● **PROBLEM DESCRIPTION**:
Where a line of the entries below includes the string "lamp", count it. Give only the resulting number.

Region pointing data
[Start of section]

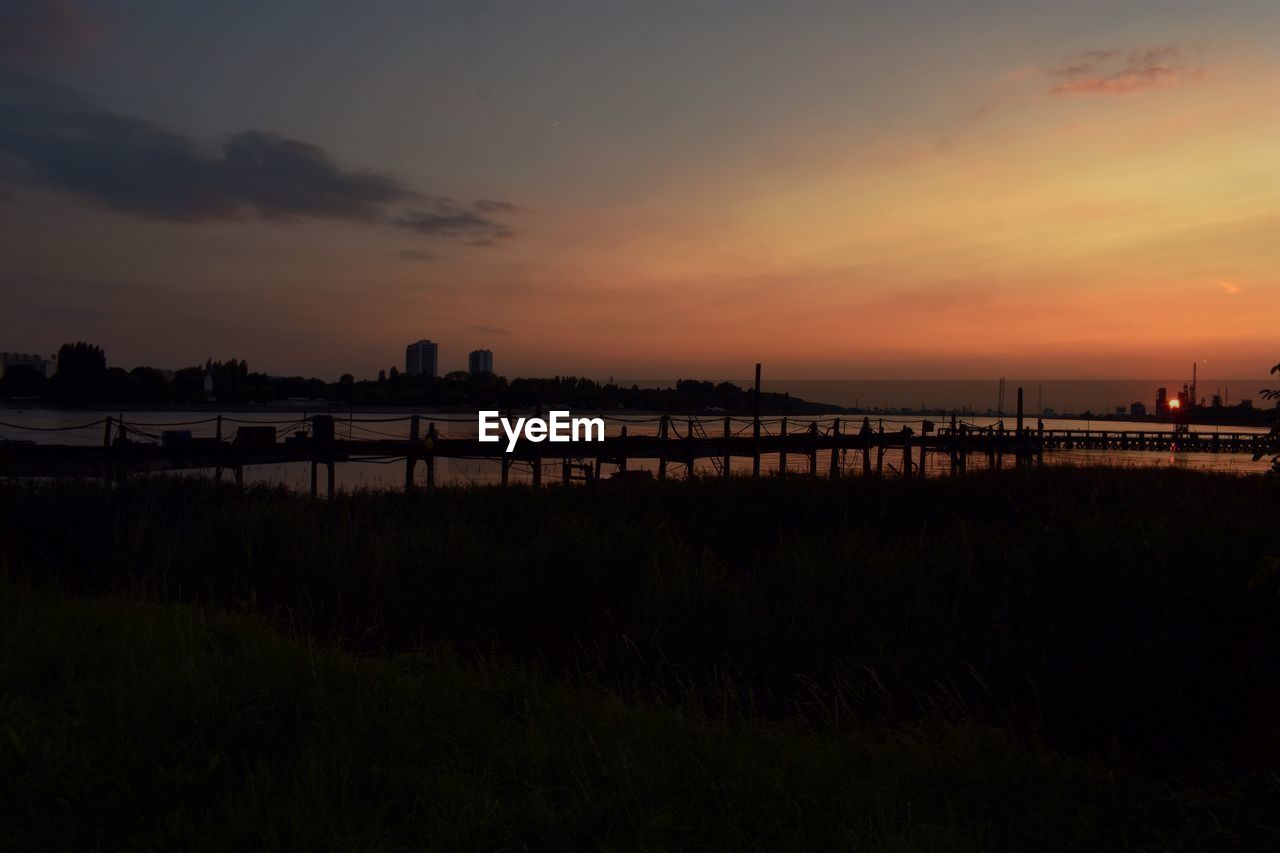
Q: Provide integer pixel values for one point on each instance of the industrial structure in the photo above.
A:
(480, 361)
(421, 359)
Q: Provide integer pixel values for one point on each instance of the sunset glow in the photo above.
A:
(886, 191)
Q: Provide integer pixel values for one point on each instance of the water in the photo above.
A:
(1098, 396)
(72, 427)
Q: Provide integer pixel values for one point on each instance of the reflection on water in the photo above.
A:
(87, 428)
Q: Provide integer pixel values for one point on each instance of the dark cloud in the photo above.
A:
(493, 329)
(1109, 72)
(51, 137)
(489, 206)
(416, 254)
(42, 28)
(447, 218)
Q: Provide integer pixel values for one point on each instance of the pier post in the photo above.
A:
(726, 446)
(693, 454)
(755, 427)
(218, 436)
(880, 450)
(430, 455)
(906, 452)
(835, 448)
(1022, 445)
(411, 457)
(813, 448)
(662, 450)
(955, 463)
(106, 446)
(782, 452)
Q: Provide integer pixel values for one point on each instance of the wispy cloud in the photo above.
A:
(493, 329)
(56, 138)
(44, 30)
(1111, 72)
(416, 254)
(452, 219)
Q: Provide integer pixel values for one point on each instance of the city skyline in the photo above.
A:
(931, 190)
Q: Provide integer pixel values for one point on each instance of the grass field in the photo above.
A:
(1038, 660)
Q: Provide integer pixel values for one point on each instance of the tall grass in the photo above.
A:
(1128, 612)
(144, 726)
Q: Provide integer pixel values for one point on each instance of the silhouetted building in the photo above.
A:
(480, 361)
(37, 364)
(421, 359)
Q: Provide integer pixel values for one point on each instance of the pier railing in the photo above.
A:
(663, 445)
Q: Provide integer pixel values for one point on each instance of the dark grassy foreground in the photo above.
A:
(1041, 660)
(132, 725)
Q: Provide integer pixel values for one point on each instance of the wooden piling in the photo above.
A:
(755, 427)
(782, 454)
(906, 452)
(662, 452)
(835, 448)
(813, 448)
(727, 436)
(880, 451)
(923, 446)
(954, 438)
(430, 455)
(218, 436)
(1019, 456)
(691, 460)
(411, 457)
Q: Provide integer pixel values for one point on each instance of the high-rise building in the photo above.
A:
(480, 361)
(421, 359)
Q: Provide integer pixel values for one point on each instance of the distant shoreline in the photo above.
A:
(1266, 416)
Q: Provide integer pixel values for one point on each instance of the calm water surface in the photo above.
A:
(86, 428)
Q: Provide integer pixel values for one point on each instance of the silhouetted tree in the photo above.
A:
(21, 381)
(81, 372)
(1274, 393)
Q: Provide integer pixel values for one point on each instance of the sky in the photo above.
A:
(837, 190)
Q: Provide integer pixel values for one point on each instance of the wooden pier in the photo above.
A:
(675, 447)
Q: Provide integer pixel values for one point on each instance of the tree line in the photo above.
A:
(83, 378)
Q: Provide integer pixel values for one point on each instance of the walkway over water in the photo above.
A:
(659, 445)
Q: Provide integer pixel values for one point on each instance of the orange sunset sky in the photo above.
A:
(929, 190)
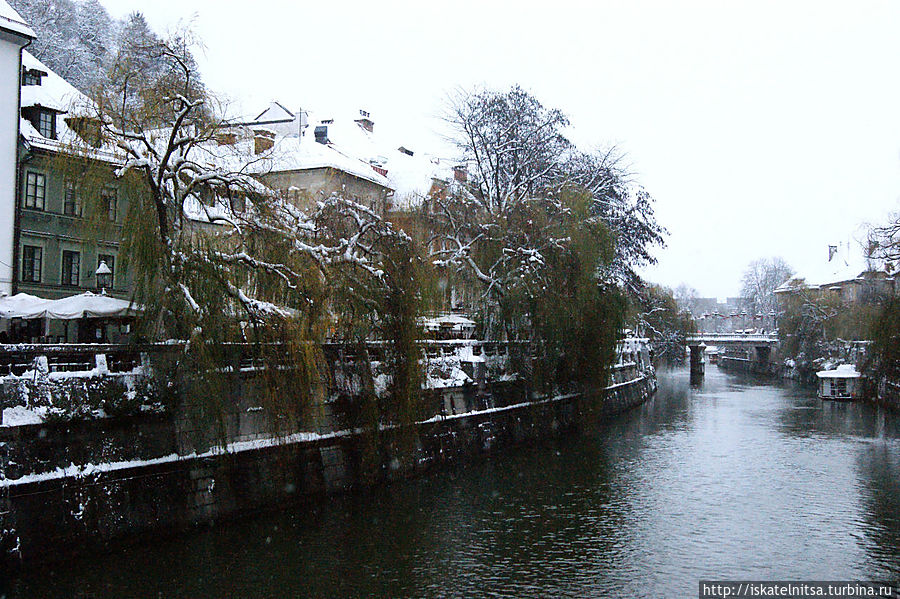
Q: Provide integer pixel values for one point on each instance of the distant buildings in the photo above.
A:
(843, 278)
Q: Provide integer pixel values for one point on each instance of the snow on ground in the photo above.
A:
(21, 415)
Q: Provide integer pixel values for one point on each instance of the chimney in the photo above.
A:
(263, 140)
(321, 132)
(365, 121)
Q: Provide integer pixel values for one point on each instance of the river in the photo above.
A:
(734, 478)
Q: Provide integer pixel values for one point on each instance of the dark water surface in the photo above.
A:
(736, 478)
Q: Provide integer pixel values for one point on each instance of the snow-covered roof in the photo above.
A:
(351, 148)
(840, 263)
(11, 21)
(58, 95)
(293, 154)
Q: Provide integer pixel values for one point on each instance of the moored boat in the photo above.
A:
(840, 383)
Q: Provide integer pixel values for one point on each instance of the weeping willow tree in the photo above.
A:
(565, 304)
(241, 274)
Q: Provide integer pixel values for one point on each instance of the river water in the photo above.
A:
(735, 478)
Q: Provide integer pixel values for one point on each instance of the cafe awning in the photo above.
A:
(83, 305)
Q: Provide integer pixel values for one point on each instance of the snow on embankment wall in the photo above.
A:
(75, 485)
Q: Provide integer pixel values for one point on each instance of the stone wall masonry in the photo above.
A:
(119, 492)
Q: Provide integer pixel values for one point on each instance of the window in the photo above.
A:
(71, 202)
(111, 199)
(46, 124)
(32, 256)
(71, 268)
(35, 190)
(111, 264)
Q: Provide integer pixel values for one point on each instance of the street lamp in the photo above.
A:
(104, 276)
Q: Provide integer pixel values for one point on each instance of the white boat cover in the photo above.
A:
(844, 371)
(84, 305)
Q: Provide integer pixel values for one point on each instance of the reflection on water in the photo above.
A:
(733, 478)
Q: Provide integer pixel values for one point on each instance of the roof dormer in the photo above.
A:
(43, 119)
(32, 76)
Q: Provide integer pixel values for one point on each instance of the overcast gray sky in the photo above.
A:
(761, 128)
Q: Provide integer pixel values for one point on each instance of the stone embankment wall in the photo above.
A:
(73, 486)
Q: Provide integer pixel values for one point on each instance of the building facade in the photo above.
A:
(14, 35)
(66, 225)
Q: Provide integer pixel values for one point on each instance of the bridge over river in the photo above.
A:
(756, 352)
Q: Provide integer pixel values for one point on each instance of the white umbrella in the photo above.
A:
(84, 305)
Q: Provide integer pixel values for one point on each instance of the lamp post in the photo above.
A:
(104, 277)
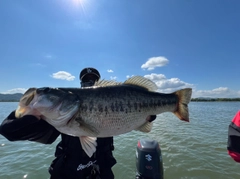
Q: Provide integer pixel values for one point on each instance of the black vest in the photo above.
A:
(72, 161)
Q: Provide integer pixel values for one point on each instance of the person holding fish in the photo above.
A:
(70, 161)
(233, 145)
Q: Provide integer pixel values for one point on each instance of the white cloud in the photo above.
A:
(155, 62)
(63, 75)
(110, 71)
(113, 77)
(15, 90)
(129, 76)
(221, 92)
(168, 85)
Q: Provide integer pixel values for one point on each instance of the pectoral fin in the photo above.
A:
(146, 127)
(89, 144)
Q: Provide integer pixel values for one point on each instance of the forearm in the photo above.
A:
(233, 145)
(28, 128)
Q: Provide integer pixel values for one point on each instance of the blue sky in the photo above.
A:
(175, 43)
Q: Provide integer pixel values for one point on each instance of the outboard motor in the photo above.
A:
(149, 160)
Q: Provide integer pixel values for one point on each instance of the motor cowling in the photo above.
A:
(149, 160)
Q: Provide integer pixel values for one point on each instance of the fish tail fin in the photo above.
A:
(184, 97)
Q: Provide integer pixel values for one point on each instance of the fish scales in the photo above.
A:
(128, 107)
(108, 109)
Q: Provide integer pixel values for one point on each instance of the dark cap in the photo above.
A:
(89, 74)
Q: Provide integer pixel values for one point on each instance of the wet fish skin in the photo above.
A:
(105, 110)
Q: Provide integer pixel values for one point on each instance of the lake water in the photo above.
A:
(189, 150)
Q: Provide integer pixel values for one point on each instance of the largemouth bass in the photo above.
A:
(107, 109)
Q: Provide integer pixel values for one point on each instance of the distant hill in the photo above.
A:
(10, 97)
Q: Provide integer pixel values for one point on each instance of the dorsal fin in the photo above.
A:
(142, 82)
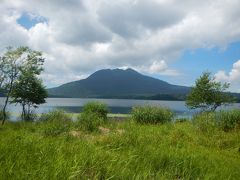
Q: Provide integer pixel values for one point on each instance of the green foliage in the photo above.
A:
(205, 121)
(7, 115)
(228, 120)
(93, 115)
(152, 114)
(97, 108)
(207, 94)
(168, 151)
(19, 68)
(222, 120)
(54, 123)
(29, 92)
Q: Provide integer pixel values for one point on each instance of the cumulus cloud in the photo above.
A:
(79, 37)
(233, 77)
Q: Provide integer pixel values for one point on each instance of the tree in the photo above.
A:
(29, 92)
(12, 64)
(208, 94)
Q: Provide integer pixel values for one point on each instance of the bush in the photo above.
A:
(228, 120)
(7, 115)
(205, 121)
(97, 108)
(94, 114)
(55, 123)
(152, 114)
(31, 116)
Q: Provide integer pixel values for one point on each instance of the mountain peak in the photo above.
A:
(117, 83)
(110, 72)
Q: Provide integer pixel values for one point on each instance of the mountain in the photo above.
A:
(118, 83)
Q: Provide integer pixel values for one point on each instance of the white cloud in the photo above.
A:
(233, 77)
(83, 36)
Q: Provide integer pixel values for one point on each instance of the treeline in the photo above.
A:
(19, 80)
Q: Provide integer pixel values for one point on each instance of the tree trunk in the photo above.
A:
(6, 102)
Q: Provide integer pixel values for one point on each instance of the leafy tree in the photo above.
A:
(208, 94)
(29, 92)
(13, 62)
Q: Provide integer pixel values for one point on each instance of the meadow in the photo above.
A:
(147, 145)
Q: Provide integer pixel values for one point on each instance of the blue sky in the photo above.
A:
(170, 40)
(193, 63)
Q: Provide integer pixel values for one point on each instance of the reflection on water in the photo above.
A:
(122, 106)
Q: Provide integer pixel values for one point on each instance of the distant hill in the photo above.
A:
(118, 83)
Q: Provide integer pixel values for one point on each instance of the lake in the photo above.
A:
(122, 106)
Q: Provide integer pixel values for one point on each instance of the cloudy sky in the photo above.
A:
(168, 39)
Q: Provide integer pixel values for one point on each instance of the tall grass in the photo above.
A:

[End of section]

● **YOUR RESPONSE**:
2